22 Oct. 2021

-  News item

Wolken voor de zon – een stop voor zon-PV dreigt

De ontwikkeling van grootschalige zon-PV projecten gaat stormachtig. Al enkele SDE++ rondes is deze techniek echt de topper in aangevraagd vermogen én in termen van beschikte miljarden. Alles wijst erop de SDE-ronde die nu plaatsvindt een vergelijkbaar beeld laat zien. Een abrupt einde dreigt echter.

 

35 TWh– van ambitie naar plafond

Het was maar een onbeduidend nieuw zinnetje in het hoofdstuk over de SDE++ van definitieve Klimaatakkoord: “Voor hernieuwbare elektriciteit wordt gestuurd op de realisatie 35 TWh aan subsidiabele productie uit wind op land en zon-PV (> 15kW)”. De onderhandelingen over het Klimaatakkoord waren in juni 2019 definitief vastgelopen. Voor de milieubeweging was het pakket volstrekt onvoldoende, met miljarden aan subsidies aan de industrie waarvan veel voor ‘end of the pipe’ CO2-afvang. Voor de industrie gingen juist de ambities die ook nog eens afgedwongen zouden worden met een CO2-heffing, veel te ver. Minister Wiebes pakte de regie terug, herschreef de delen waar geen compromis over mogelijk was en presenteerde het document als ‘akkoord’ aan de maatschappelijke partijen en de Tweede kamer. Hij hakte knopen door waar partijen het maar niet eens werden. Maar hij kwam ook met een nieuwe passage over iets waar daarvoor eigenlijk door geen van de partijen echt gepleit was: een subsidieplafond voor zon-op-dak en -land en wind op land van 35 TWh.

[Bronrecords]
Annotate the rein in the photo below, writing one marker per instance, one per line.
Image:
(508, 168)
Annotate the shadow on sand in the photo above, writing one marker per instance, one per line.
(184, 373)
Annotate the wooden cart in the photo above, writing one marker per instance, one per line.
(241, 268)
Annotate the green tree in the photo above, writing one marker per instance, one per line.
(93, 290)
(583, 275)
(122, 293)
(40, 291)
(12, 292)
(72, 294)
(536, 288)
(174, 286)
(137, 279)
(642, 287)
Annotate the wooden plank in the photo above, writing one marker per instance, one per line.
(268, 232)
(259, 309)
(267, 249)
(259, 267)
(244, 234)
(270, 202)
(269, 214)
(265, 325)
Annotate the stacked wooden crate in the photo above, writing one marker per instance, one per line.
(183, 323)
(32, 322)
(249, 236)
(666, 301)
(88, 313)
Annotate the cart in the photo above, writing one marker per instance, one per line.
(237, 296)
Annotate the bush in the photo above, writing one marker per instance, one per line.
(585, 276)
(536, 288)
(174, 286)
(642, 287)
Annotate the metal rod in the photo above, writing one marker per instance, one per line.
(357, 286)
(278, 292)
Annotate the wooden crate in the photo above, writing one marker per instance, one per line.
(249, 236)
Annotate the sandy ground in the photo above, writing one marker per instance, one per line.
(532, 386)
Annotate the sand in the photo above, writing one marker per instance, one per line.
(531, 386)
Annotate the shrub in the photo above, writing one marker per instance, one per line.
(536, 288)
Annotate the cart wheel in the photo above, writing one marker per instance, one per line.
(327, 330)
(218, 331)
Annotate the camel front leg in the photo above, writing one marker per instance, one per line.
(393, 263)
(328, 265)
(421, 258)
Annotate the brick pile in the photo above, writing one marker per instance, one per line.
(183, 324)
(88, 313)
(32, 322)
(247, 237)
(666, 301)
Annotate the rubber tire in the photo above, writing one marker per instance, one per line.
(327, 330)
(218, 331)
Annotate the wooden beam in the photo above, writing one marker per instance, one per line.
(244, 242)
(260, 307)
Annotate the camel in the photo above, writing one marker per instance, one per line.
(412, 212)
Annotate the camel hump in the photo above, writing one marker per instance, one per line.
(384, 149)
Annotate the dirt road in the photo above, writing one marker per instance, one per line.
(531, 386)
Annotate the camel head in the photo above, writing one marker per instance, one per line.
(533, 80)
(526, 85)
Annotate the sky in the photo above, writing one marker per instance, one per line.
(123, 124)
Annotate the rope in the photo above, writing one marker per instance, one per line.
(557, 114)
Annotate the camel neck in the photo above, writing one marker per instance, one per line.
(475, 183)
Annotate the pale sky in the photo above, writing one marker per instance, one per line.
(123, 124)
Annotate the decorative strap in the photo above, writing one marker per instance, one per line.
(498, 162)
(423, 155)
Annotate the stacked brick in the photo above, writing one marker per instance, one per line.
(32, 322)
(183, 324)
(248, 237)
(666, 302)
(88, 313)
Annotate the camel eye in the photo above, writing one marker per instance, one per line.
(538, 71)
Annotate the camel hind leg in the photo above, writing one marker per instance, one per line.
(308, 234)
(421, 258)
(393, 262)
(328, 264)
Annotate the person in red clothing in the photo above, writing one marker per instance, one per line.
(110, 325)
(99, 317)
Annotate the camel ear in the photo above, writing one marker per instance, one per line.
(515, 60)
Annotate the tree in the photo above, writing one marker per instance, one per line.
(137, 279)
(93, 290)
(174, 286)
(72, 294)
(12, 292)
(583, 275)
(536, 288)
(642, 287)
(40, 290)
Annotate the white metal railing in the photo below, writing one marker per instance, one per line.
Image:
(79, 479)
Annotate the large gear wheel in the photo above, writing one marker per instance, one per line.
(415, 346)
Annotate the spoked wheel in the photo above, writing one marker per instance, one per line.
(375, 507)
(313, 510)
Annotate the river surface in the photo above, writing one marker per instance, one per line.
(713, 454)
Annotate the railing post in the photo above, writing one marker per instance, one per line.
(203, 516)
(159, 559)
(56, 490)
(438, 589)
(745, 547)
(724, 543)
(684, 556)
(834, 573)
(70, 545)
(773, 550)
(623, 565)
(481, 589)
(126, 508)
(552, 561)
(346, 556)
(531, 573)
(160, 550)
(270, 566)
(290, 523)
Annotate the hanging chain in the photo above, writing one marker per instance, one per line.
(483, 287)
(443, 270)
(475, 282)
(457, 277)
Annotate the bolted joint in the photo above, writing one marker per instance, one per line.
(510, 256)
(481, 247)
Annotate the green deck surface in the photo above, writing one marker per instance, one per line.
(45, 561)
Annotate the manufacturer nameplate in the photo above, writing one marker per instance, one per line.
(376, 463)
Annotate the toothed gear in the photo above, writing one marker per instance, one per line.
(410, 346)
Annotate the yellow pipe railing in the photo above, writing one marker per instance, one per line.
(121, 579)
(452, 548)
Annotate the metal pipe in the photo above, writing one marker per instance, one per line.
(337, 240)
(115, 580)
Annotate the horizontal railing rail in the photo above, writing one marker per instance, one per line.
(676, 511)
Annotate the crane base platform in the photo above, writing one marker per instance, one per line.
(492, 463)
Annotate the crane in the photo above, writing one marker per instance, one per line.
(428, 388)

## Uit te voeren
Geef het deel van het nieuwsbericht over zon-PV woordelijk weer, van "22 Oct. 2021" tot en met "einde dreigt echter.".

## Antwoord
22 Oct. 2021

-  News item

Wolken voor de zon – een stop voor zon-PV dreigt

De ontwikkeling van grootschalige zon-PV projecten gaat stormachtig. Al enkele SDE++ rondes is deze techniek echt de topper in aangevraagd vermogen én in termen van beschikte miljarden. Alles wijst erop de SDE-ronde die nu plaatsvindt een vergelijkbaar beeld laat zien. Een abrupt einde dreigt echter.